◆ EXTRAIT DU DOCUMENT:
━━━━━━━━━━━━━━━━

Depuis, Three Miles Island, Tchernobyl et maintenant Fukushima ont un peu rabattu le caquet de ceux qui disaient qu’il n’y avait strictement aucun risque : on est revenu à ce que les industriels savent depuis très longtemps, et que mon séjour à la mine m’a appris : le zéro défaut n’existe pas. Mais par contre on peut progresser de manière considérable en sécurité (et aussi en qualité) avec des outils d’analyse utilisés systématiquement, et surtout en apprenant de ces échecs : si le règlement de la mine était écrit avec du sang (c’est à dire suite à des accidents souvent mortels), la technologie et les pratiques professionnelles dans le nucléaire ont beaucoup appris des accidents évoqués ci-dessus.
Les responsables du nucléaire civil ont aussi compris depuis longtemps qu’il leur fallait progresser en transparence. De ce côté-là, les efforts sont déjà très anciens, et je trouve notamment que ce que fait l’ASN est assez remarquable. Mais la perfection n’est pas encore là : lors de l’accident de Marcoule le 12 septembre dernier, on nous a affirmé que les 4 tonnes d’acier dans le four ne contenaient que 67 000 becquerels, soit moins au kilo que ce qu’il y a dans le corps humain (environ 100 becquerels par kilo, moitié potassium 40, moitié carbone 14). En fait, l’ASN, en classant l’incident au niveau 1, nous a appris que « Après vérification par l’ASN, il s’avère que le four de fusion contenait, au moment de l’accident, une charge d’environ 4 tonnes de métal pour une activité de l’ordre de 30 MBq et non de 63 kBq comme l’a initialement indiqué l’exploitant. Si cette valeur reste faible, l’ASN a cependant demandé à l’exploitant des explications sur les raisons de cette sous-évaluation. »

━━━━━━━━━━━━━━━━

◆ DONNÉES FOURNIES:
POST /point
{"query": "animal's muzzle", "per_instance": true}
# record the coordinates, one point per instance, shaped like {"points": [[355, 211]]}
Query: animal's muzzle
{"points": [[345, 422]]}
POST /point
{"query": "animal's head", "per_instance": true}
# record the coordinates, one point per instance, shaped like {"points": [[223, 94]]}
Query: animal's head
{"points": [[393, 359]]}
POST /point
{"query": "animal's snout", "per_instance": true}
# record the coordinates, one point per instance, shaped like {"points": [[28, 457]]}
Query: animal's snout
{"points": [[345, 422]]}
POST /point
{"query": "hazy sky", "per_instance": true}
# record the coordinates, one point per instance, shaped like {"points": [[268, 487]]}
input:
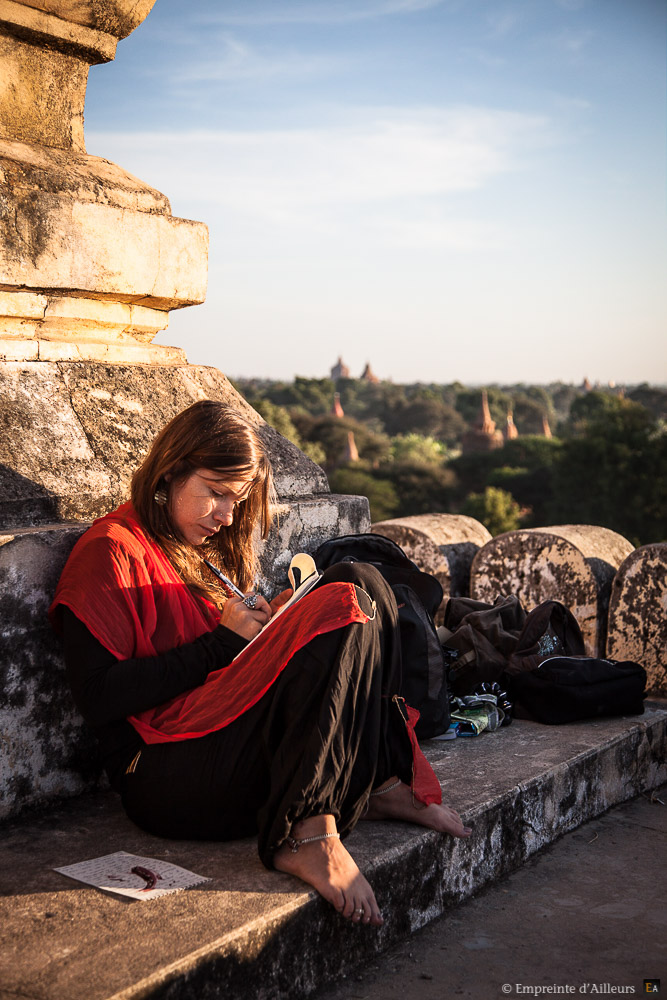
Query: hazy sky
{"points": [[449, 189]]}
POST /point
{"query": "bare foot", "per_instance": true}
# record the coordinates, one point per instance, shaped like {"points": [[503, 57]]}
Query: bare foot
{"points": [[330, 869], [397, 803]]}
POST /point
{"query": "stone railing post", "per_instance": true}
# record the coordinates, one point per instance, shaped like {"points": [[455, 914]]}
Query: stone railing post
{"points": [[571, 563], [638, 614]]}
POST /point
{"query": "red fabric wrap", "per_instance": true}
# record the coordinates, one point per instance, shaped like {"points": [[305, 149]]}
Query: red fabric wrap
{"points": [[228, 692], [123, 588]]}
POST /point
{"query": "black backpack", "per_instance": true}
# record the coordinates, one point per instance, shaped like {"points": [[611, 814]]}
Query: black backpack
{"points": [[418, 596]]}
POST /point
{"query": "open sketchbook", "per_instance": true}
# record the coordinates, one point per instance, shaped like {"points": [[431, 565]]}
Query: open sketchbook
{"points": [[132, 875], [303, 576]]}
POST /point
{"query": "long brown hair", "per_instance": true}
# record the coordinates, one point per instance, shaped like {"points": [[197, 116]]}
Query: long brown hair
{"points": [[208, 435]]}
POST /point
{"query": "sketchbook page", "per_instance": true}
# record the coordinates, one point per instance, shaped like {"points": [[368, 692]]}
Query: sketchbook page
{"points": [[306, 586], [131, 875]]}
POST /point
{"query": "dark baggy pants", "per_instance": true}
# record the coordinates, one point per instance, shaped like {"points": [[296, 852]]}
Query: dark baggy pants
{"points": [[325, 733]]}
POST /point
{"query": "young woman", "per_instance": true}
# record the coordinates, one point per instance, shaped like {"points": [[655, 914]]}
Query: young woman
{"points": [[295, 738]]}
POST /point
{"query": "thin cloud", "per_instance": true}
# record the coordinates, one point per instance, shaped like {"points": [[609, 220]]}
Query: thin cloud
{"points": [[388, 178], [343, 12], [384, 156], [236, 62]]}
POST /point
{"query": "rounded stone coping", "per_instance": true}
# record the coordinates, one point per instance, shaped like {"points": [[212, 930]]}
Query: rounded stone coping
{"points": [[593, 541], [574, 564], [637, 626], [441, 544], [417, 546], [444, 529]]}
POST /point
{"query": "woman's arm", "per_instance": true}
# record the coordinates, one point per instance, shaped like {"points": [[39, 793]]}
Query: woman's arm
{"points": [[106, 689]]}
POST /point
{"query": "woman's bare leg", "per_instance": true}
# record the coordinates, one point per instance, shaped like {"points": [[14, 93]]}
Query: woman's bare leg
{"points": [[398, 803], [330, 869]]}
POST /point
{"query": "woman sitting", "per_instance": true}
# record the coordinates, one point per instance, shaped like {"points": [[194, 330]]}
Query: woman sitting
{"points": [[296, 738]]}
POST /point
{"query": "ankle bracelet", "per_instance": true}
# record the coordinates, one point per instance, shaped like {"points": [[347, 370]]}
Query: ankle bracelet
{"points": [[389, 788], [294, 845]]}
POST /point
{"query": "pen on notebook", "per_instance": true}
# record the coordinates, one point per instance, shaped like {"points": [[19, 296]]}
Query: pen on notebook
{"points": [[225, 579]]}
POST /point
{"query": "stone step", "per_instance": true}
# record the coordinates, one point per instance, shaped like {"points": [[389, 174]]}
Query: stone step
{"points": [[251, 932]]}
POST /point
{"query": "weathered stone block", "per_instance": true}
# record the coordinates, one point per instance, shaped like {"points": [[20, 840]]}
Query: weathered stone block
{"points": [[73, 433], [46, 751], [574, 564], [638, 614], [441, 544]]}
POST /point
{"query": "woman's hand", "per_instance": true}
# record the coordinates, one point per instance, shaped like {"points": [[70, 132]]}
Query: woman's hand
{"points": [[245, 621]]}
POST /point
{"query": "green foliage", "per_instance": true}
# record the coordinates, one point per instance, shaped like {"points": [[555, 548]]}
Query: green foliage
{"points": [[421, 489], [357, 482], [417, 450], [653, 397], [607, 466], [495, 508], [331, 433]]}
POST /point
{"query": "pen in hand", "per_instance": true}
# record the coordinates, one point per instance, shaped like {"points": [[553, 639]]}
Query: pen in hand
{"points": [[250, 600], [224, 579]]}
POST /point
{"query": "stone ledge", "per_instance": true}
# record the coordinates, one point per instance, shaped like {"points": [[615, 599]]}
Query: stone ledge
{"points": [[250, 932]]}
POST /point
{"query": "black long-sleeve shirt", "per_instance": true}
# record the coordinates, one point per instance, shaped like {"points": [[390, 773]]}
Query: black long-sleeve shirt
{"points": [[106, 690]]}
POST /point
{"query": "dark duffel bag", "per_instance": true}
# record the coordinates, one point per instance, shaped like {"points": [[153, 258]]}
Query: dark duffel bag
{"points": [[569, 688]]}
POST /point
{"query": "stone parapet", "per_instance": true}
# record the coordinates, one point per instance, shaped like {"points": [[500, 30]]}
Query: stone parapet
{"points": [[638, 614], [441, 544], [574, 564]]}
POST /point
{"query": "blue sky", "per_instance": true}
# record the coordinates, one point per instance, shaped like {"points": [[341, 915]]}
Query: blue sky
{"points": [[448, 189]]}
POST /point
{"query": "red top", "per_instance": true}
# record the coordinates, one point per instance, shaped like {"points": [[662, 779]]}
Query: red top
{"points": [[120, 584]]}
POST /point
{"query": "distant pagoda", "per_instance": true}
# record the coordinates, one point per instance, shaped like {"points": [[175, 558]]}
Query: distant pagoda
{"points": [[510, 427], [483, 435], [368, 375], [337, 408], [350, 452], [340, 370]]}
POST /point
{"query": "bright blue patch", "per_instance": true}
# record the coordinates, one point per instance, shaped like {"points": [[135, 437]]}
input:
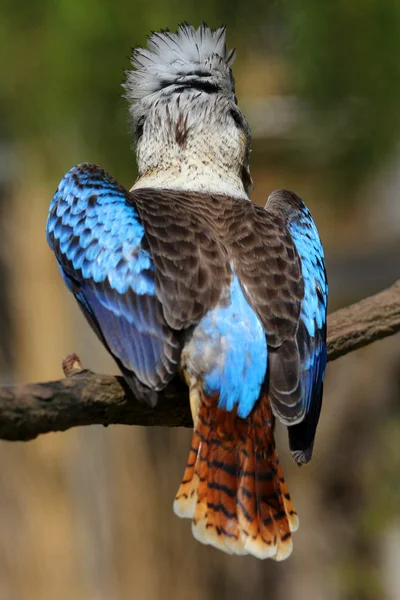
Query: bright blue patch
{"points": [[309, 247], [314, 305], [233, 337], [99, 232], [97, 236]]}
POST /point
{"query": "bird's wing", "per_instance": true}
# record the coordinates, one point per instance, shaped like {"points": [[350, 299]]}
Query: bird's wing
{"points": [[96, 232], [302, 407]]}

━━━━━━━━━━━━━━━━

◆ OBJECTIF VISÉ:
Recopiez en entier l'extrait sur la sûreté nucléaire, sans y apporter la moindre modification.

◆ RÉSULTAT OBTENU:
Depuis, Three Miles Island, Tchernobyl et maintenant Fukushima ont un peu rabattu le caquet de ceux qui disaient qu’il n’y avait strictement aucun risque : on est revenu à ce que les industriels savent depuis très longtemps, et que mon séjour à la mine m’a appris : le zéro défaut n’existe pas. Mais par contre on peut progresser de manière considérable en sécurité (et aussi en qualité) avec des outils d’analyse utilisés systématiquement, et surtout en apprenant de ces échecs : si le règlement de la mine était écrit avec du sang (c’est à dire suite à des accidents souvent mortels), la technologie et les pratiques professionnelles dans le nucléaire ont beaucoup appris des accidents évoqués ci-dessus.
Les responsables du nucléaire civil ont aussi compris depuis longtemps qu’il leur fallait progresser en transparence. De ce côté-là, les efforts sont déjà très anciens, et je trouve notamment que ce que fait l’ASN est assez remarquable. Mais la perfection n’est pas encore là : lors de l’accident de Marcoule le 12 septembre dernier, on nous a affirmé que les 4 tonnes d’acier dans le four ne contenaient que 67 000 becquerels, soit moins au kilo que ce qu’il y a dans le corps humain (environ 100 becquerels par kilo, moitié potassium 40, moitié carbone 14). En fait, l’ASN, en classant l’incident au niveau 1, nous a appris que « Après vérification par l’ASN, il s’avère que le four de fusion contenait, au moment de l’accident, une charge d’environ 4 tonnes de métal pour une activité de l’ordre de 30 MBq et non de 63 kBq comme l’a initialement indiqué l’exploitant. Si cette valeur reste faible, l’ASN a cependant demandé à l’exploitant des explications sur les raisons de cette sous-évaluation. »